Activity: Please reproduce the whole listing without altering anything.
──────────
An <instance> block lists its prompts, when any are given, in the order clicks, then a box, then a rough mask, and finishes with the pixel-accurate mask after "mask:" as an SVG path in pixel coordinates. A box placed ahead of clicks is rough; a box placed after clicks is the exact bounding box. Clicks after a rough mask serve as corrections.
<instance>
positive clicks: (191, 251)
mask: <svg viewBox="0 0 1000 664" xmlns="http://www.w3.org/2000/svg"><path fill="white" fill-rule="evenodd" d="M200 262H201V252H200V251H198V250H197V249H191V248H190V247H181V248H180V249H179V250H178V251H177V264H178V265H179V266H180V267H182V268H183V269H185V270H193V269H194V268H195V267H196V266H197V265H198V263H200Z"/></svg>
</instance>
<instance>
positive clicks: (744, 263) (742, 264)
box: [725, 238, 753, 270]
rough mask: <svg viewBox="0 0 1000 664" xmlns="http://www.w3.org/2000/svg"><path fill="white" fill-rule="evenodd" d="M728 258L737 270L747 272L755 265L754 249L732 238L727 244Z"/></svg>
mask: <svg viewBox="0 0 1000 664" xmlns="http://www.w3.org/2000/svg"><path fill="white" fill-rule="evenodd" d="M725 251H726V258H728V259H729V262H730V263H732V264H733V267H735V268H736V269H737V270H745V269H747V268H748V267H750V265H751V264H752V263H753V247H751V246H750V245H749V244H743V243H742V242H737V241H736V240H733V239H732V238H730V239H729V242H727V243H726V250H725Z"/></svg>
──────────
Exercise result:
An <instance> block lists its prompts, when any are given, in the order clicks, then a box, then a rough mask, and finishes with the pixel-accurate mask after "mask:" as an SVG path in pixel coordinates. A box placed ahead of clicks is rough; a box placed after clicks is the exact bounding box. Clicks after a rough mask serve as corrections.
<instance>
positive clicks: (191, 251)
mask: <svg viewBox="0 0 1000 664" xmlns="http://www.w3.org/2000/svg"><path fill="white" fill-rule="evenodd" d="M200 262H201V252H200V251H198V250H197V249H191V248H190V247H181V248H180V249H179V250H178V251H177V264H178V265H179V266H180V267H182V268H183V269H185V270H193V269H194V268H195V267H196V266H197V265H198V263H200Z"/></svg>
</instance>
<instance>
positive clicks: (744, 263) (742, 264)
box: [725, 238, 753, 270]
rough mask: <svg viewBox="0 0 1000 664" xmlns="http://www.w3.org/2000/svg"><path fill="white" fill-rule="evenodd" d="M728 258L737 270L747 272L755 265L754 249L732 238L727 244Z"/></svg>
mask: <svg viewBox="0 0 1000 664" xmlns="http://www.w3.org/2000/svg"><path fill="white" fill-rule="evenodd" d="M725 251H726V258H728V259H729V262H730V263H732V264H733V267H735V268H736V269H737V270H745V269H747V268H748V267H750V265H751V264H752V263H753V247H751V246H750V245H749V244H743V243H742V242H737V241H736V240H733V239H732V238H730V239H729V242H727V243H726V250H725Z"/></svg>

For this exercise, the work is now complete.